--- TEXT PASSAGE ---

I fixed all the paths and whatnot, but the DM fails. The handler logs:
galaxy.tools.data_manager.manager WARNING 2020-01-15 14:30:16,408 No values for data table "dada2_taxonomy" were returned by the data manager "toolshed.g2.bx.psu.edu/repos/iuc/data_manager_dada2/data_manager/dada2_fetcher/0.0.1".
However, the DM's primary output appears to return a data table entry:
{"data_tables": {"dada2_taxonomy": {"name": "UNITE: General Fasta release 8.0 for Fungi", "path": "unite_8.0_fungi.taxonomy", "taxlevels": "Kingdom,Phylum,Class,Order,Family,Genus,Species", "value": "unite_8.0_fungi"}}}
Anyone with a better understanding of DMs know what's going on here?

---

**PROBLEM DESCRIPTION**: In the forum post about the failing data manager, what name does the data table entry in the primary output give?

--- GIVEN DATA ---

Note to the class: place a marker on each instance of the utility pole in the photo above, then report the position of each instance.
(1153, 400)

---

**TASK SOLUTION**: UNITE: General Fasta release 8.0 for Fungi